— BEGIN Available data —

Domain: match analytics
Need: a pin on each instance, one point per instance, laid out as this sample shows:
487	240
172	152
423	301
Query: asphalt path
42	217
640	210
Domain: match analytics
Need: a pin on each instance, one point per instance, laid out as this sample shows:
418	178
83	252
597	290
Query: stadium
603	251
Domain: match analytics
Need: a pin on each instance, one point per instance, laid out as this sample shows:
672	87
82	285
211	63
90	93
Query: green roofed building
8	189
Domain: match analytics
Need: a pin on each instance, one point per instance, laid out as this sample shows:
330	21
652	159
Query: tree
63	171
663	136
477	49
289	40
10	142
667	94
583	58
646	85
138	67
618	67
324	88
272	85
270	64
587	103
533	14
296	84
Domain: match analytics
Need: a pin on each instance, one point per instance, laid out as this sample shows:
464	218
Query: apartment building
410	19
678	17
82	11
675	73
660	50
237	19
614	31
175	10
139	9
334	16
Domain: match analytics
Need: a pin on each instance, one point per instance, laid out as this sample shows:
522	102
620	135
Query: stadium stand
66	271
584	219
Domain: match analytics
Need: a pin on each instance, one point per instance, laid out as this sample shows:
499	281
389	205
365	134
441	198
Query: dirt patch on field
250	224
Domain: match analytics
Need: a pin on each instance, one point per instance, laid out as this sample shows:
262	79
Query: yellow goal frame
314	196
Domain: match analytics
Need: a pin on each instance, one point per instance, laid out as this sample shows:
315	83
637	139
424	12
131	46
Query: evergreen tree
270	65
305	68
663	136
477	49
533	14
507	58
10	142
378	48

— END Available data —
— BEGIN Available data —

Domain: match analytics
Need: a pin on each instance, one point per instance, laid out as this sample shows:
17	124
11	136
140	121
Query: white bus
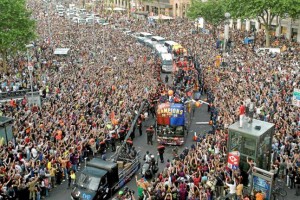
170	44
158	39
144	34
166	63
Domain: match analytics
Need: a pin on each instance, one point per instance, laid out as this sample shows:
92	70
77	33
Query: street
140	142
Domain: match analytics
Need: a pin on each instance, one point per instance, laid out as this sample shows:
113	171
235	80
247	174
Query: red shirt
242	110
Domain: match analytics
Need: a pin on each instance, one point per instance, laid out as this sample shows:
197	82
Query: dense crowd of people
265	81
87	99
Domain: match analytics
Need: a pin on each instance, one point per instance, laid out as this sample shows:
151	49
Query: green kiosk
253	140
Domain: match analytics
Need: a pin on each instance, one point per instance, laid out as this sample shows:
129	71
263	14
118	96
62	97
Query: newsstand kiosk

— END Available data —

• Given instruction: Pull out each line in the records above that contains the word "building", copying the lines as they appear.

• Full solution:
Query: green roofed building
Query: apartment building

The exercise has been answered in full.